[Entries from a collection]
▽

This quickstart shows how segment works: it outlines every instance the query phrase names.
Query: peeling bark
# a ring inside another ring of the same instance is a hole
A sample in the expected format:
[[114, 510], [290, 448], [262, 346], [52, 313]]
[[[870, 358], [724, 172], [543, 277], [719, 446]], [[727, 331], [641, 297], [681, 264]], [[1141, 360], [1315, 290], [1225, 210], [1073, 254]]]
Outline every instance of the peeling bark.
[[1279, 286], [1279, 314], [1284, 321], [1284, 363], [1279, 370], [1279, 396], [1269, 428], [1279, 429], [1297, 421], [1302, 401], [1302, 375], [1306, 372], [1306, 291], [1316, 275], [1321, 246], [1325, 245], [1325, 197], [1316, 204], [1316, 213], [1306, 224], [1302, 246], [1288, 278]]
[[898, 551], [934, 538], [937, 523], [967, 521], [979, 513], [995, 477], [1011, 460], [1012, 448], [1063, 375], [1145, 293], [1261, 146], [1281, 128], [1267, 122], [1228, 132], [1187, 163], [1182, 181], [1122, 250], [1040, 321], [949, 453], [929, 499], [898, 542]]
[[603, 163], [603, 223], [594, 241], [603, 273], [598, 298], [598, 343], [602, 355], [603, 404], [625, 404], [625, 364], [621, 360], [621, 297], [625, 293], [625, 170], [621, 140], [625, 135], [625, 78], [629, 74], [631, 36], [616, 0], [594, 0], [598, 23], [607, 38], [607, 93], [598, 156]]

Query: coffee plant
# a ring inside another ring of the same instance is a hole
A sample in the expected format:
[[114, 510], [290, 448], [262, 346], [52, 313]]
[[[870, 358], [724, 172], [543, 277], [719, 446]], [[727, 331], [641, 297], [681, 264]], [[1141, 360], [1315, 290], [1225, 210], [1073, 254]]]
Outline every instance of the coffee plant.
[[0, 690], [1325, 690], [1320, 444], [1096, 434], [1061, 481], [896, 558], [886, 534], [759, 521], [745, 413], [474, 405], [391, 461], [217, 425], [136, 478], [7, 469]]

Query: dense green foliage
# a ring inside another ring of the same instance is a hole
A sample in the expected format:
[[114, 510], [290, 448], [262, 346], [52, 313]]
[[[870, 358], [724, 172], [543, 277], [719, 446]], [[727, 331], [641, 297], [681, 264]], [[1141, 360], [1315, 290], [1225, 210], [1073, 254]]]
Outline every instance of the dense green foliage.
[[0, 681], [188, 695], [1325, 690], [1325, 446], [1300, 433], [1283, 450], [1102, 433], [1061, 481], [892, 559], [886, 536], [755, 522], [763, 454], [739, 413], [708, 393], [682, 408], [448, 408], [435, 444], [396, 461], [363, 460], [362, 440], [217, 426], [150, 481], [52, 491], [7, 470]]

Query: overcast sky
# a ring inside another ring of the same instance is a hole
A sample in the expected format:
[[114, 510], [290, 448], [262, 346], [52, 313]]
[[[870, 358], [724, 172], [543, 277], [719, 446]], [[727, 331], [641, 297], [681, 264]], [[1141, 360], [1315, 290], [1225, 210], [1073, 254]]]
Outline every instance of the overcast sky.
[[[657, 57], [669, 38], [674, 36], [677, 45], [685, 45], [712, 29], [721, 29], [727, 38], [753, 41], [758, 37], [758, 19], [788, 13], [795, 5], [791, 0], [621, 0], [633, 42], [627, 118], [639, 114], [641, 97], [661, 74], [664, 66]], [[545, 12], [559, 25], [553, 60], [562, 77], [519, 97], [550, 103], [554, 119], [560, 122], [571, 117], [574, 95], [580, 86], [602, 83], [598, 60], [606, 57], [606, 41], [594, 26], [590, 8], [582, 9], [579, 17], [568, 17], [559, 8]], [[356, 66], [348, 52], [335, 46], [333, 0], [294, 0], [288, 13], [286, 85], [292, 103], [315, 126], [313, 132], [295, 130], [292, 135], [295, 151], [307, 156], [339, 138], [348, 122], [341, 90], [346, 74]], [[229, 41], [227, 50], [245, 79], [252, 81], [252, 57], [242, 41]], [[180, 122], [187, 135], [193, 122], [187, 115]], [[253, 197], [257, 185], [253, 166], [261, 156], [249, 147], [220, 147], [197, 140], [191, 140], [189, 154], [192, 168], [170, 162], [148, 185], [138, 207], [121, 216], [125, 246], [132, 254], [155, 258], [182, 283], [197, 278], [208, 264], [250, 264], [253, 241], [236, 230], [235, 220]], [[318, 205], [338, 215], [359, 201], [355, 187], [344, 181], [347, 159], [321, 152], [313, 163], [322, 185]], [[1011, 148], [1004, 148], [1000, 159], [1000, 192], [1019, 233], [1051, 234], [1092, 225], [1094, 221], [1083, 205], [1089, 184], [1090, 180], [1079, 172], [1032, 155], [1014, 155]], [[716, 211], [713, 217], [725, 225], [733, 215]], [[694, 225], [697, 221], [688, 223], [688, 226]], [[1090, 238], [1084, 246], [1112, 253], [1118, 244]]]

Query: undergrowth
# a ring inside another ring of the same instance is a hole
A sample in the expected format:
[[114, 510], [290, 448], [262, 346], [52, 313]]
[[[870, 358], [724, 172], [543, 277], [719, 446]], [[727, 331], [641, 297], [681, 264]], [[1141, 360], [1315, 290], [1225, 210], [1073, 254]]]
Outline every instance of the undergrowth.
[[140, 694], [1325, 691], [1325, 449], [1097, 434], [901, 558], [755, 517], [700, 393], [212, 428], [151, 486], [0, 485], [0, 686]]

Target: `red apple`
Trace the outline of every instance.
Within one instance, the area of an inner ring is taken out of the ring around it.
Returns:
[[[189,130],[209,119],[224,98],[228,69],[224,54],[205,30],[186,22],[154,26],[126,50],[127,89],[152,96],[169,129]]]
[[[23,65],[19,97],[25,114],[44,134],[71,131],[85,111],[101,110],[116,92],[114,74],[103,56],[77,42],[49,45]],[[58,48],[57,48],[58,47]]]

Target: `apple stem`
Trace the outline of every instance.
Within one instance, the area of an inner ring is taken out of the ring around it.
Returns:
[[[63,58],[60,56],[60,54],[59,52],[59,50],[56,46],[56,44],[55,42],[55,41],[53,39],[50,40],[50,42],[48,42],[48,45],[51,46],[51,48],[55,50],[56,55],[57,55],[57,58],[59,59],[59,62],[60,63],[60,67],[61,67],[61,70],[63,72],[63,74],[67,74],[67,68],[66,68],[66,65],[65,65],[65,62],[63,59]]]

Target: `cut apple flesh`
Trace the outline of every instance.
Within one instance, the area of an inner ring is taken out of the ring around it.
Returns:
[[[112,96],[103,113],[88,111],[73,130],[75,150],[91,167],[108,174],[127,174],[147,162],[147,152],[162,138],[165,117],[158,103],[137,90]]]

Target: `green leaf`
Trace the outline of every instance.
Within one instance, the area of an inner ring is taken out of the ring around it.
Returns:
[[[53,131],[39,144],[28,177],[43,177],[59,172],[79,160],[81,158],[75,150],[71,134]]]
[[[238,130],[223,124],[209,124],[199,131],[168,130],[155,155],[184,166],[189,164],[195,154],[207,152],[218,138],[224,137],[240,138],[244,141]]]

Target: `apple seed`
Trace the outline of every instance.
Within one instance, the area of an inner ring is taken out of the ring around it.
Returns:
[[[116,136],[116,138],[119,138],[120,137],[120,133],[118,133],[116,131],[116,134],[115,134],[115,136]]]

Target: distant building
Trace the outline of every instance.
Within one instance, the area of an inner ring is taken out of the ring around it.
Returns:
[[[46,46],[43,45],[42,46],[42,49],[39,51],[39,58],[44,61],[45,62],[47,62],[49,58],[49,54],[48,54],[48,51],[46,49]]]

△

** Exercise task **
Please write out all the entries above again, substituting "object" for each "instance" and leaving everything else the same.

** Task result **
This quickstart shows how segment works: it outlines every object the query phrase names.
Query: peeling bark
# a ring inside another ring of the same object is a hole
A sample in the expected format:
[[114, 510], [290, 448], [262, 346], [52, 313]]
[[[870, 358], [724, 172], [543, 277], [719, 446]], [[727, 331], [641, 297], [681, 264]], [[1141, 360], [1315, 290], [1225, 210], [1073, 254]]]
Outline every object of the peeling bark.
[[1279, 286], [1279, 314], [1284, 321], [1284, 363], [1279, 370], [1279, 396], [1269, 428], [1279, 429], [1297, 421], [1302, 401], [1302, 375], [1306, 372], [1306, 291], [1316, 275], [1321, 246], [1325, 245], [1325, 197], [1316, 204], [1316, 213], [1306, 224], [1302, 246], [1288, 278]]
[[898, 551], [934, 538], [937, 523], [967, 521], [979, 513], [995, 477], [1011, 460], [1012, 448], [1063, 375], [1145, 293], [1261, 146], [1281, 128], [1267, 122], [1228, 132], [1187, 163], [1182, 181], [1122, 250], [1040, 321], [949, 453], [929, 499], [898, 542]]
[[603, 163], [603, 223], [594, 241], [603, 273], [598, 298], [598, 343], [602, 355], [603, 404], [625, 404], [625, 364], [621, 360], [621, 297], [625, 293], [625, 170], [621, 140], [625, 135], [625, 78], [629, 74], [631, 36], [616, 0], [594, 0], [598, 23], [607, 38], [607, 93], [598, 156]]

Query: coffee plant
# a ring inside another ring of the same object is a hole
A sample in the expected format:
[[114, 510], [290, 448], [262, 346], [52, 313]]
[[[870, 358], [724, 172], [543, 277], [719, 446]], [[727, 331], [641, 297], [681, 264]], [[1141, 360], [1315, 290], [1225, 210], [1073, 254]]]
Outline every object of the coffee plant.
[[0, 690], [1325, 690], [1320, 444], [1096, 434], [1061, 481], [896, 558], [886, 534], [759, 521], [745, 413], [474, 405], [391, 461], [217, 425], [136, 478], [7, 469]]

Query: dense green foliage
# a ring inside another ring of the same object is a hole
A sample in the expected format:
[[114, 510], [290, 448], [262, 346], [52, 313]]
[[[870, 358], [724, 172], [543, 277], [719, 446]], [[727, 331], [641, 297], [681, 264]], [[1141, 360], [1315, 290], [1225, 210], [1073, 254]]]
Outline every object of the dense green foliage.
[[0, 681], [188, 695], [1325, 690], [1325, 446], [1300, 433], [1283, 450], [1102, 433], [1061, 481], [892, 559], [886, 536], [755, 522], [763, 454], [739, 413], [708, 393], [682, 408], [448, 408], [435, 444], [396, 461], [363, 460], [362, 440], [217, 426], [150, 481], [52, 491], [7, 470]]

Query: overcast sky
# a ring inside another ring of the same object is a hole
A sample in the expected format:
[[114, 510], [290, 448], [262, 346], [52, 313]]
[[[870, 358], [724, 172], [543, 277], [719, 446]], [[727, 331], [641, 297], [681, 264]], [[1141, 360], [1315, 290], [1225, 210], [1073, 254]]]
Outline every object of the overcast sky.
[[[657, 57], [669, 38], [674, 36], [677, 45], [685, 45], [712, 29], [721, 29], [727, 38], [753, 41], [758, 37], [758, 19], [788, 13], [795, 5], [791, 0], [621, 0], [633, 42], [627, 118], [639, 114], [641, 97], [661, 74], [664, 66]], [[545, 12], [559, 25], [553, 60], [562, 77], [519, 97], [550, 103], [554, 119], [560, 122], [571, 117], [574, 95], [580, 86], [602, 83], [598, 60], [606, 57], [606, 41], [594, 26], [590, 8], [582, 9], [579, 17], [568, 17], [559, 8]], [[356, 66], [348, 52], [335, 46], [333, 0], [294, 0], [288, 13], [286, 85], [292, 103], [315, 126], [313, 132], [295, 130], [292, 135], [295, 151], [307, 156], [339, 138], [348, 122], [341, 90], [346, 74]], [[229, 41], [227, 50], [245, 79], [252, 81], [252, 57], [242, 41]], [[180, 122], [187, 135], [193, 122], [187, 115]], [[253, 197], [257, 185], [253, 166], [261, 156], [249, 147], [220, 147], [197, 140], [191, 140], [189, 154], [192, 168], [170, 162], [148, 185], [138, 207], [121, 216], [125, 246], [132, 254], [155, 258], [182, 283], [197, 278], [208, 264], [250, 264], [253, 241], [236, 230], [235, 220]], [[318, 205], [338, 215], [359, 201], [355, 187], [344, 181], [347, 159], [321, 152], [313, 163], [322, 185]], [[1011, 148], [1004, 148], [1000, 159], [1000, 192], [1019, 233], [1051, 234], [1092, 225], [1094, 221], [1083, 205], [1089, 184], [1090, 180], [1079, 172], [1032, 155], [1014, 155]], [[716, 211], [713, 217], [725, 225], [733, 215]], [[694, 225], [697, 221], [688, 223], [688, 226]], [[1090, 238], [1084, 246], [1112, 253], [1118, 244]]]

Query: undergrowth
# a ring inside another ring of the same object is a hole
A sample in the expected format:
[[114, 510], [290, 448], [262, 346], [52, 313]]
[[[870, 358], [724, 172], [543, 277], [719, 446]], [[727, 331], [641, 297], [681, 264]], [[1141, 360], [1315, 290], [1225, 210], [1073, 254]]]
Outline every object of the undergrowth.
[[140, 694], [1325, 691], [1325, 449], [1097, 434], [901, 558], [755, 517], [700, 393], [212, 428], [151, 486], [0, 485], [0, 686]]

Target: `red apple`
Trace the outline of every object.
Within one object, the area of an inner ring is taken out of the ring around it.
Returns:
[[[189,130],[209,119],[224,98],[228,69],[224,54],[205,30],[186,22],[154,26],[126,50],[127,89],[152,96],[169,129]]]
[[[23,65],[19,97],[25,114],[44,134],[71,131],[85,111],[101,110],[116,92],[114,74],[103,56],[77,42],[49,45]],[[58,48],[57,48],[58,47]]]

Target: `apple stem`
Trace the outline of every object.
Within one object, the area of an inner ring is taken out of the ring around it.
Returns:
[[[63,58],[60,56],[60,54],[59,52],[59,50],[56,46],[56,44],[55,42],[55,41],[53,39],[50,40],[50,42],[48,42],[48,45],[51,46],[51,48],[55,50],[56,55],[57,55],[57,58],[59,59],[59,62],[60,63],[60,67],[61,67],[61,70],[63,72],[63,74],[67,74],[67,68],[66,68],[66,65],[65,65],[65,62],[63,59]]]

Target: `cut apple flesh`
Trace the outline of every object.
Within one object, the area of an inner ring is taken out of the ring around it.
Returns:
[[[112,96],[103,113],[88,111],[73,130],[75,150],[91,167],[108,174],[127,174],[147,162],[147,152],[162,138],[165,117],[158,103],[137,90]]]

Target: `green leaf`
Trace the outline of every object.
Within one object, the area of an inner ring is taken out of the ring around it.
Returns:
[[[53,131],[39,144],[28,177],[43,177],[59,172],[79,160],[81,158],[75,150],[71,134]]]
[[[238,130],[223,124],[209,124],[199,131],[168,130],[155,155],[184,166],[189,164],[195,154],[207,152],[218,138],[224,137],[240,138],[244,141]]]

Target: `apple seed`
Trace the outline of every object.
Within one object, the area of an inner ring is taken out of the ring around it.
Returns:
[[[116,136],[116,138],[119,138],[120,137],[120,133],[118,133],[116,131],[116,134],[115,134],[115,136]]]

Target: distant building
Trace the outline of every object.
Within one object, the area of an inner ring is taken out of the ring around it.
Returns:
[[[46,46],[43,45],[42,46],[42,49],[39,51],[39,58],[44,61],[45,62],[47,62],[49,58],[49,54],[48,54],[48,51],[46,49]]]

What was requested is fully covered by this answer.